**TASK REQUIREMENTS**:
Please return, word for word, the part of the passage on free radicals and diet supplements that runs from "B vitamin C" up to and including "to take them.".

Another aspect of the increasingly complex picture to take into account is that recent research findings have also called into question some previously held beliefs concerning free radicals. It is possible, some scientists believe, that free radicals actually play a role in preventing disease. Professor Jennifer Horton at the University of West Wyoming is one of a number of scientists who has found that in small amounts, the free radicals may help stimulate the antioxidant systems in our bodies. It is also becoming apparent that free radicals may play a fundamental role in the fight against disease; recent research in the UIC suggests that they kill off harmful bacteria and even cancerous cells.
Clearly, then, the use of bottled supplements with your diet is a practice to approach warily; and it is essential to keep abreast of new developments in research. Ironically, those health-conscious individuals who already eat large quantities of fresh fruit and vegetables, whose diet does not include junk food and who get plenty of regular exercise and have less need for dietary supplements tend to be the ones who are most likely to use them.
Choose the correct letter A, B or C.
15 When introducing his discussion on antioxidant diet supplements, the writer notes that
A most supplements sold in pharmacies or health food shops have at least some proven health benefits.
B very few diet supplements are regulated by government health agencies.
C there is evidence that some dietary supplements can be bad for your health.
D only a few products offer real protection against ageing, heart disease and cancer.
16 In the fourth paragraph, the writer’s main point is that
A very high doses of antioxidant supplements can harm the liver.
B US doctors prescribe pro-vitamin A to patients.
C the clinical trials did not produce any conclusive results.
D antioxidant supplements can increase the risk of some cancers.
17 According to the writer,
A recent studies have confirmed the benefits of antioxidants.
B vitamin C supplements help to decrease the risk of heart disease.
C the European Union endorses some higher-dose vitamin supplements.
D some governments have banned a number of higher-dose vitamin supplements.
18 The writer suggests that
A it is better to take vitamin supplements than not to take them.
B it is important to be well-informed about vitamin supplements before taking them.
C people who exercise regularly should supplement their diets with vitamins.

**PROVIDED DATA**:

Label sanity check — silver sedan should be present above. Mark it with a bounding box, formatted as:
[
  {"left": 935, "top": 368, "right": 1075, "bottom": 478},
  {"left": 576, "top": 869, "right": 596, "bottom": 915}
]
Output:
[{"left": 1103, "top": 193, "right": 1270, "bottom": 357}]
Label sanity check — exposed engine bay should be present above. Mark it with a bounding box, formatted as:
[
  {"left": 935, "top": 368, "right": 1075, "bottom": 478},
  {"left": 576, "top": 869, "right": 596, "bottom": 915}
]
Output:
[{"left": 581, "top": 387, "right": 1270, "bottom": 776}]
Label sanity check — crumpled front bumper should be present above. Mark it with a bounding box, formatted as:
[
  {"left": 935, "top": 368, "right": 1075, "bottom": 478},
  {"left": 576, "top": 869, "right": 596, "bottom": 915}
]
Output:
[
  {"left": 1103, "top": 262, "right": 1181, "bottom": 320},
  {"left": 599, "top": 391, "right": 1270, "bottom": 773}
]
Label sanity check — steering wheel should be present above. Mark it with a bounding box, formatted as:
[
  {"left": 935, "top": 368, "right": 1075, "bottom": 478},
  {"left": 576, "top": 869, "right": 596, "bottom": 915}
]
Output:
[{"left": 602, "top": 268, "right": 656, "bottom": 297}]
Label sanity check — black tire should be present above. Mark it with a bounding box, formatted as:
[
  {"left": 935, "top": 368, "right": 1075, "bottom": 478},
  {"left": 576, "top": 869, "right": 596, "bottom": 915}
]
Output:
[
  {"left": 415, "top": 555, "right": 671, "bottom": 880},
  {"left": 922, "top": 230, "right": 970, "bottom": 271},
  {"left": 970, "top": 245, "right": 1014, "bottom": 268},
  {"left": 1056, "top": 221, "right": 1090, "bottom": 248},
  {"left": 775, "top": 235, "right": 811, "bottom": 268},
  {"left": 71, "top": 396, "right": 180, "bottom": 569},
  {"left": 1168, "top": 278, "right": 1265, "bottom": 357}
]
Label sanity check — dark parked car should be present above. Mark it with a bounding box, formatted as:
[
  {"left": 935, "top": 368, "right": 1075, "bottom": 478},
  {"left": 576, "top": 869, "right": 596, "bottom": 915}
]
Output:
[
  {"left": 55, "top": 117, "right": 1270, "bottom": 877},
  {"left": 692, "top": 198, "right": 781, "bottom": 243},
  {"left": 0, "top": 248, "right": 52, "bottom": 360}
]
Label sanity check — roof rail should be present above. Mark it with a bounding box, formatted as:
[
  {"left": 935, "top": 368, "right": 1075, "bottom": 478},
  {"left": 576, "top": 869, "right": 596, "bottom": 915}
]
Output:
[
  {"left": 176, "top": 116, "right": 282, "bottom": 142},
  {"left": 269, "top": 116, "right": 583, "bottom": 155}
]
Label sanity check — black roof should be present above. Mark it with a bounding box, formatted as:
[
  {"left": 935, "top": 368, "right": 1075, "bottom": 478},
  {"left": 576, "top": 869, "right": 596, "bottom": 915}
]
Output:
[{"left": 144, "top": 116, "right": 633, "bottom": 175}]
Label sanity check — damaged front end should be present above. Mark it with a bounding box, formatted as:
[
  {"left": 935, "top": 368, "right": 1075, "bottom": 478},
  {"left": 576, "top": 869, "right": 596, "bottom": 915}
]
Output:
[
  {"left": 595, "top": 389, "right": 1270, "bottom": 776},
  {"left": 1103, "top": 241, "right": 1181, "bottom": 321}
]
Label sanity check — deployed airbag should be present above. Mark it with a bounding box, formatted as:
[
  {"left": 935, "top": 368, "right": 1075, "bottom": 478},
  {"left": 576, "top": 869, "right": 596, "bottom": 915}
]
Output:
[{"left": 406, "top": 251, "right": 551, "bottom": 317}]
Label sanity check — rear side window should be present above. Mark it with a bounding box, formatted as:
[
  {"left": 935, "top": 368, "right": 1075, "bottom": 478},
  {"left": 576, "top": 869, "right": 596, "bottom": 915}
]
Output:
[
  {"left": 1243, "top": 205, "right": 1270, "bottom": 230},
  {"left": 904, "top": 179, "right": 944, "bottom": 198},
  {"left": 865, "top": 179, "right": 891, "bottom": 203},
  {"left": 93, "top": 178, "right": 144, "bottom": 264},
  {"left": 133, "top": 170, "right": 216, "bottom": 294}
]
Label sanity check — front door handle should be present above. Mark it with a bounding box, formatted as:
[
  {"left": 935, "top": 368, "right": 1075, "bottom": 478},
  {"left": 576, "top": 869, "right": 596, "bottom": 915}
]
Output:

**SOLUTION FOR THIS EXERCISE**:
B vitamin C supplements help to decrease the risk of heart disease.
C the European Union endorses some higher-dose vitamin supplements.
D some governments have banned a number of higher-dose vitamin supplements.
18 The writer suggests that
A it is better to take vitamin supplements than not to take them.